Source extract =>
..........
Savings & Investments

How to invest a large bonus

By September 21, 2023 No Comments

This content is for information and inspiration purposes only. It should not be taken as financial or investment advice. To receive personalised, regulated financial advice please consult us here at Elmfield Financial Planning in Padiham, Burnley, Lancashire.

If you have recently received a large bonus, then first of all – congratulations! It is a great feeling to be financially rewarded for hard work.

However, a high tax bill on your new-found money is a less pleasant experience. Are there ways to protect your reward from the tax man? How can you invest a bonus for the best results? Below, our Burnley financial planners explore these questions in more detail.

We hope these insights are helpful to you. Please get in touch for more information or to discuss your own financial plan with us.

 

What should I do with a bonus?

The immediate urge many people face is to spend a large bonus on luxuries or something that you have always wanted (e.g. a new car or  holiday). However, before charging towards discretionary spending, are there better ways that you could use the money?

A good rule of thumb is to consider spending 30% of your bonus and saving/investing the remaining 70%. This allows you to feel an immediate reward – not simply locking everything away. At the same time, it gives you time to consider how to use it to grow your wealth.

In 2023, bonuses are expected to be more muted as households and firms struggle with the rising cost of living. Companies may have lower profits which they may wish to focus on shoring up the corporate finances, rather than dishing out large rewards to employees.
..........
Task objective =>
Please reproduce the part of the bonus article that begins at the words "We hope these" and stops after "with a bonus?". Rely only on the bonus article above.
..........
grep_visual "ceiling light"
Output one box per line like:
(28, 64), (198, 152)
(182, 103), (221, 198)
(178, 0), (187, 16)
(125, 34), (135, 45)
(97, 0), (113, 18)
..........
Solution to this task =>
We hope these insights are helpful to you. Please get in touch for more information or to discuss your own financial plan with us.

 

What should I do with a bonus?